| Trecho do documento |

---+---

A paixão é um veneno da mente. Por conta dela, ampliamos a
imagem de uma pessoa, tornando-a mais importante do que ela realmente é.
Esta pessoa por quem nos apaixonamos não é ela mesma. Não passa de uma
perspectiva projetada de nossas fantasias. Para 99,99% da humanidade, a
tal pessoa não tem importância alguma. E é tão relevante para o ser
apaixonado, mas não tem relevância além daquela criada pelos mecanismos
da fantasia. E é por isso que a paixão sempre estará abaixo do amor e
nunca lhe chegará aos pés. Porque a paixão trata de fantasia, e o amor,
de realidade.

---+---

| Registros |

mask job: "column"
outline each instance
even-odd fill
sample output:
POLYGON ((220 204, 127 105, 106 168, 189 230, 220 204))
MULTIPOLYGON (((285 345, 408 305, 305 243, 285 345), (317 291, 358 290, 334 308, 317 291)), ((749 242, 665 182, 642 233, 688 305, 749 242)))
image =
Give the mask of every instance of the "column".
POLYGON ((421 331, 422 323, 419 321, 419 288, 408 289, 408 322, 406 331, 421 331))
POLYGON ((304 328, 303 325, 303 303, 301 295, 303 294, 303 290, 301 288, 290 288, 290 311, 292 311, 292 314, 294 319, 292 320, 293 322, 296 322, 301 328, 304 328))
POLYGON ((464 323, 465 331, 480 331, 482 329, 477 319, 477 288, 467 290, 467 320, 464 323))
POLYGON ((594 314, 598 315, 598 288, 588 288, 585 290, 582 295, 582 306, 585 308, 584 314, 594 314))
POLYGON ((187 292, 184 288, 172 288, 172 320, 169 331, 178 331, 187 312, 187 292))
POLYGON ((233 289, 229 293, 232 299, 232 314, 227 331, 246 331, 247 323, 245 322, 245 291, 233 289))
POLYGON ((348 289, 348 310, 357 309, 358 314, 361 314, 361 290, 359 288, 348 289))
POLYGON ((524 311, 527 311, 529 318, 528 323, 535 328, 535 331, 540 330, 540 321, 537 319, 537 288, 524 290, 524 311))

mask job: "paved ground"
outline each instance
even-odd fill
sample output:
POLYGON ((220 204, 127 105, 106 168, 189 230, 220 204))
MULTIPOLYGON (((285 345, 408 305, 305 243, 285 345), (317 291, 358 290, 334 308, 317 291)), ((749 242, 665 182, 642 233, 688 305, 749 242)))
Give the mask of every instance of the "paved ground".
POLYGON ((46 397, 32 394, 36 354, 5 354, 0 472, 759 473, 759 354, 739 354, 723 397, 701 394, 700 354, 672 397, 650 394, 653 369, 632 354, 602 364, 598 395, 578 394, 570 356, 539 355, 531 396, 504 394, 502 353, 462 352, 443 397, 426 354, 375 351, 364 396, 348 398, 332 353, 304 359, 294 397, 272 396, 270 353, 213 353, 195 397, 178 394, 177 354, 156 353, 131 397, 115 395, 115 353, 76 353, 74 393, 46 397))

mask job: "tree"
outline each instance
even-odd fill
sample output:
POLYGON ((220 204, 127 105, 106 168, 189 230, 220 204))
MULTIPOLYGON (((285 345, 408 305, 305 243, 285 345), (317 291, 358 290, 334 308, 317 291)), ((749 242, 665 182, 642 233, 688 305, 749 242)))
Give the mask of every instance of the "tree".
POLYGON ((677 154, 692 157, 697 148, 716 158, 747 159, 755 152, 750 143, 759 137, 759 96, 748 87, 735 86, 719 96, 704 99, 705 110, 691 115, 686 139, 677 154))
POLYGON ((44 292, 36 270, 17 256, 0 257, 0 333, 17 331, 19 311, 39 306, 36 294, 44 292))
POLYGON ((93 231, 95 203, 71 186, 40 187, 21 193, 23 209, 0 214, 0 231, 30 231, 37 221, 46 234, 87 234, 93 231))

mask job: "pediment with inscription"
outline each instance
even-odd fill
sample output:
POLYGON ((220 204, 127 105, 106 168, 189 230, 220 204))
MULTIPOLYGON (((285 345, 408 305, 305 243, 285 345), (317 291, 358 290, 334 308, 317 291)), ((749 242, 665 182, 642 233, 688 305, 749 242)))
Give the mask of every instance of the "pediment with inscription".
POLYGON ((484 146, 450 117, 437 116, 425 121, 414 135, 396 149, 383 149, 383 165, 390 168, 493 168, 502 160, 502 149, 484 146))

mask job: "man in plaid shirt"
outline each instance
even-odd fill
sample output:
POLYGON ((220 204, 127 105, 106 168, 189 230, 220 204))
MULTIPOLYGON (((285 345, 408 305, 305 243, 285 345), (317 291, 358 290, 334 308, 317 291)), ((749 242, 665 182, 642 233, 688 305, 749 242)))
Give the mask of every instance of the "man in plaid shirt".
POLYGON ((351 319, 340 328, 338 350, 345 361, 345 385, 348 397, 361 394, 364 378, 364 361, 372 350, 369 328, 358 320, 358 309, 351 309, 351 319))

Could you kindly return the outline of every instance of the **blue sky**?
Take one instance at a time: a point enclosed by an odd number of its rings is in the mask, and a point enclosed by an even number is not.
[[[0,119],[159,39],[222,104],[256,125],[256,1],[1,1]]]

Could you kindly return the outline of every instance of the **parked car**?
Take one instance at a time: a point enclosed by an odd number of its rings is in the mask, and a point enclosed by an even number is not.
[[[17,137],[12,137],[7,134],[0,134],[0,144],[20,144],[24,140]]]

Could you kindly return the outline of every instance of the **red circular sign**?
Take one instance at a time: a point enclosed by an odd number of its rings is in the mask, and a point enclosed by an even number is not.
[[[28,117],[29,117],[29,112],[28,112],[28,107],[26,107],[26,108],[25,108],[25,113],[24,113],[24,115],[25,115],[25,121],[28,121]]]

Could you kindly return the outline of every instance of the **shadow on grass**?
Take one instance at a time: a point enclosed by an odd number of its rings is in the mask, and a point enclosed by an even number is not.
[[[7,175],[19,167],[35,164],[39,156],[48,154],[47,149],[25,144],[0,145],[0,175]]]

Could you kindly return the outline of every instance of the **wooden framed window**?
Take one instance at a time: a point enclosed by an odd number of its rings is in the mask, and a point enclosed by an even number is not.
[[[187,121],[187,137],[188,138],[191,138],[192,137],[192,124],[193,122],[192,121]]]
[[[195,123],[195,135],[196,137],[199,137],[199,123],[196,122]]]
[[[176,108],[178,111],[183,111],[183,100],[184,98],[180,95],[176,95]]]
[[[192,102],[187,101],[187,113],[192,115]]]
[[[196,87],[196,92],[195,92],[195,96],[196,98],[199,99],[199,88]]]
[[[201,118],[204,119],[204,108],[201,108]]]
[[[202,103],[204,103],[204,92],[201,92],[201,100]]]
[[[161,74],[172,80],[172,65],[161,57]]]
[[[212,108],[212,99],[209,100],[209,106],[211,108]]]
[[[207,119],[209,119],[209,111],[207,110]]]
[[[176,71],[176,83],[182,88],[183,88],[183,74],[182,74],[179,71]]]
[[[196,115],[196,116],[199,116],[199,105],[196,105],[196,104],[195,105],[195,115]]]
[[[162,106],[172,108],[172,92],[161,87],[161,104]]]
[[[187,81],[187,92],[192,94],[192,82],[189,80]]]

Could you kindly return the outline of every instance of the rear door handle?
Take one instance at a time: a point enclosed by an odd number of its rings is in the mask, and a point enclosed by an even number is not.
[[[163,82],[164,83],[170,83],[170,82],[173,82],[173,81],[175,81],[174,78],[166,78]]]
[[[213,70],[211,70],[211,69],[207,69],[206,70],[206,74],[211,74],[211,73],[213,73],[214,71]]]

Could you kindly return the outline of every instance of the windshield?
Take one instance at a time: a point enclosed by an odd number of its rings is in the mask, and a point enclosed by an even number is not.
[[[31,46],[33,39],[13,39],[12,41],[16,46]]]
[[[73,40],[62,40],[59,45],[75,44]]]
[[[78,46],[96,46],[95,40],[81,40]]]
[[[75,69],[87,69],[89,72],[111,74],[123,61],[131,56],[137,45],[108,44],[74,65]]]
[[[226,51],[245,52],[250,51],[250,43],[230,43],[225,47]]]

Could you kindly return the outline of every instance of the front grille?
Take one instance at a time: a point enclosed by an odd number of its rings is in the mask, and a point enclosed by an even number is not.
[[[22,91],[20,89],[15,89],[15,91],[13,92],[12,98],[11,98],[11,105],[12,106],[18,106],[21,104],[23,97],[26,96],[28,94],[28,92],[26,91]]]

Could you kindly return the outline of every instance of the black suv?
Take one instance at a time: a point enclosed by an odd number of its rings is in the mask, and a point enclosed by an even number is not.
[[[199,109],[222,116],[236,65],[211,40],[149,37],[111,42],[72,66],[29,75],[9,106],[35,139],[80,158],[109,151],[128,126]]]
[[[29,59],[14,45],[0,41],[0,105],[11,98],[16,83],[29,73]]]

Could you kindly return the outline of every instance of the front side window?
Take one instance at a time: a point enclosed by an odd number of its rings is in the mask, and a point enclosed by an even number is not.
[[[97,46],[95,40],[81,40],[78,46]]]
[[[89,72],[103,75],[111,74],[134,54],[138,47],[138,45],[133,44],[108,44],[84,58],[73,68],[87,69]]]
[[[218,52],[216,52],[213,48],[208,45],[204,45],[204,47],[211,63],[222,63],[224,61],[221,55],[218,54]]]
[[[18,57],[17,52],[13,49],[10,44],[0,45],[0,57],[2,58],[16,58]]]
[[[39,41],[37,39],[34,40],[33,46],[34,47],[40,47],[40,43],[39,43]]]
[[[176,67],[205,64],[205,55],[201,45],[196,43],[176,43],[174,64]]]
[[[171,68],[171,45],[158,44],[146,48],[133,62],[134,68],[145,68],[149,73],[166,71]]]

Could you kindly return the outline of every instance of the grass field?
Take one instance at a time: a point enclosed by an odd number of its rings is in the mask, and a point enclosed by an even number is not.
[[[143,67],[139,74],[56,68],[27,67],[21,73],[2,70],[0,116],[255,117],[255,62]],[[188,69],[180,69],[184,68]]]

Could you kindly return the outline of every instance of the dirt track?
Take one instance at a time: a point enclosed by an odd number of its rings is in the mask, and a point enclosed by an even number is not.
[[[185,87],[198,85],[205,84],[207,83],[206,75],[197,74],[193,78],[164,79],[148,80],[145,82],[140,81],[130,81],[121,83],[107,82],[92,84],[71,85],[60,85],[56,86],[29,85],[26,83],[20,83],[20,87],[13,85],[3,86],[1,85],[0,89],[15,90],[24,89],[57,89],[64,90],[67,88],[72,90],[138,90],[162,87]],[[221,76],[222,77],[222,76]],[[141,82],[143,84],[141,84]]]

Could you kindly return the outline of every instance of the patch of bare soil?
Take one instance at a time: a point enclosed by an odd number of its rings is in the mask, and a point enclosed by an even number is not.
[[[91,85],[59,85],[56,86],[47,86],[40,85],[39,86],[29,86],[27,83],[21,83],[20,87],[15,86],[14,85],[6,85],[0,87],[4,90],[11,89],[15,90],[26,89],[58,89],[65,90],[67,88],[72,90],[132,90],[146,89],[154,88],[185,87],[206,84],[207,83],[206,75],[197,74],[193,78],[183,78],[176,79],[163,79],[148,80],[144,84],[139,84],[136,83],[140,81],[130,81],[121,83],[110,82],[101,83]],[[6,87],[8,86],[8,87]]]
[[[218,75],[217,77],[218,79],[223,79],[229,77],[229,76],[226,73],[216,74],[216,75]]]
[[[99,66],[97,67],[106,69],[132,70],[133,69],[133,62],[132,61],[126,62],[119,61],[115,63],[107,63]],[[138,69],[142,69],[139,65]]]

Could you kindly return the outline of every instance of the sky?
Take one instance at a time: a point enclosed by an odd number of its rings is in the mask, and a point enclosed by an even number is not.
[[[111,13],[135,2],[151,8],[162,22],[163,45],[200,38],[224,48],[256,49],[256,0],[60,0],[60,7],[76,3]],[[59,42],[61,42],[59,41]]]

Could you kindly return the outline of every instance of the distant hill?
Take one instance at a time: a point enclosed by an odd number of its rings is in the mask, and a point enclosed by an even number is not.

---+---

| Problema proposto 1 |
No texto sobre paixão e amor, para qual porcentagem da humanidade a pessoa por quem nos apaixonamos não tem importância alguma?
| Problema proposto 2 |
Por que, segundo o texto sobre paixão e amor, a paixão sempre estará abaixo do amor? Responda em uma a três frases.
| Problema proposto 3 |
Dê prosseguimento ao texto sobre paixão e amor a partir da última frase dele.

| Resposta do exercício 1 |
Para 99,99% da humanidade.

| Resposta do exercício 2 |
Porque a paixão trata de fantasia, e o amor, de realidade. A pessoa por quem nos apaixonamos não é ela mesma, mas uma perspectiva projetada de nossas fantasias, com uma relevância criada apenas pelos mecanismos da fantasia.

| Resposta do exercício 3 |
Porque apaixonar-se é sempre por causa de:
por causa da beleza do outro, por causa de sua inteligência ou de várias
características sedutoras que o outro apresenta. E amar, ao contrário, é
sempre apesar de. Amamos alguém apesar de seus defeitos, apesar de
conhecermos seus lados mais sombrios. O amor enxerga, e muito bem. Quem
sofre de cegueira é a paixão.
Apaixonar-se é
absolutamente natural, e mais natural ainda é que esta paixão dê lugar
ao amor na medida em que o tempo passe e aquela pessoa perfeita se
converta naquilo que ela efetivamente é: uma pessoa. Isso quando a
paixão é correspondida e é saudável. Insistência em paixões
infuncionais, apego por quem nos faz sofrer, essas coisas não têm nada
de amor e têm tudo de imaturidade ou, em alguns casos, têm a ver com
desejo de autodestruição.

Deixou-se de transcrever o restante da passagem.